• EXTRACT:
-*-*-
Most backup power supplies have a serial or USB connector for communicating with the computer. The software CD that is supplied with the UPS will have a program for monitoring the power and can shut down the computer after a set period of time or if the battery capacity reaches a certain point. If you post the make and model number of your UPS, I may know the characteristics of your unit because I have dozens of them around here and I picked up a case of batteries yesterday to repair some of my 1kw+ UPS systems. ^_^

TDD

Reply to
The Daring Dufas

If your UPS is APC, you can use their Powerchute program to set the time for shutting down. I use 5 minutes on mine. I also have a Belkin UPS which has its own shutdown software.

Reply to
Arnie Goetchius

Most quality UPS will come with a software application you can load on your computer that will shutdown the computer after it has been ON-BATTERY for a configurable amount of time (c.f. Powerchute).

UPS batteries should last 3 years in a consumer-grade UPS, and 5 years in a commercial grade UPS.

Reply to
Scott Lurndal

The Daring Dufas wrote in news:l34408$3t8$ snipped-for-privacy@dont-email.me:

Ancient Emerson UPS 600. No software I am aware of. No manual and I can't find one on line with Google. There is a Liebert but I'm pretty this is a different (and very large commercial) UPS.

Reply to
KenK

Frank wrote in news:l343nq$246$ snipped-for-privacy@dont-email.me:

Ancient Emerson UPS 600. No software I am aware of. No manual and I can't find one on line with Google. There is a Liebert (evidently they bought Emerson?) but I'm pretty this is a different (and very large commercial) UPS.

I left it on for years while I am regularly away for a couple of hours in the morning. No lengthy power outages. Now I turn off the system while I'm away just in case but it is a PITA to reboot the system and restart all the software most every morning on my slow ancient system.
-*-*-
• TASK REQUIREMENTS:
1. Please answer these questions about the UPS thread:
(a) What shutdown delay does the APC owner use in Powerchute?
(b) How long should batteries last in a commercial-grade UPS?
(c) What make and model of UPS is described as ancient, with no known software?
2. Carry on the UPS thread from its last post.
The material that comes next has no connection to the UPS thread.

• DATASET EXCERPT:
-*-*-
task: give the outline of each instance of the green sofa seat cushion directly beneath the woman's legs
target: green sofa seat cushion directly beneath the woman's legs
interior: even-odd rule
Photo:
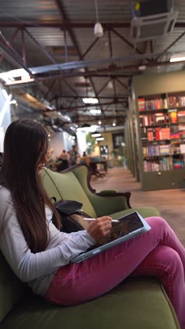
-*-*-
• WRITTEN RESPONSES:
1.
(a) 5 minutes
(b) 5 years
(c) Emerson UPS 600

2.
Reply to
KenK

What's your definition of failed? Open? Won't charge? low capacity? How long since your last test run?

I've only had half a dozen UPS's over the years, but ALL of them had low-battery shutoff that prevents battery failure from over-discharge. Failure from long-term overcharge is another issue.

Get one with a port and software that can shut off the computer.

My UPS battery has been "dead" for years. Runs the system for almost a minute. Around here, we have two types of outages:

1)glitches lasting a second or less that auto-reset themselves. My UPS works great on those. 2)Those that don't auto-reset and will take hours for manual fix. With a good battery, mine still wouldn't last long enough for those. If I press the sleep button before going out, it lasts much longer.

Don't remember anything a chkdsk or fsck wouldn't fix...but there's still a recent backup justincase.

I
Reply to
mike

I recall seeing the programs but never installed them on the three computers I have connected to them.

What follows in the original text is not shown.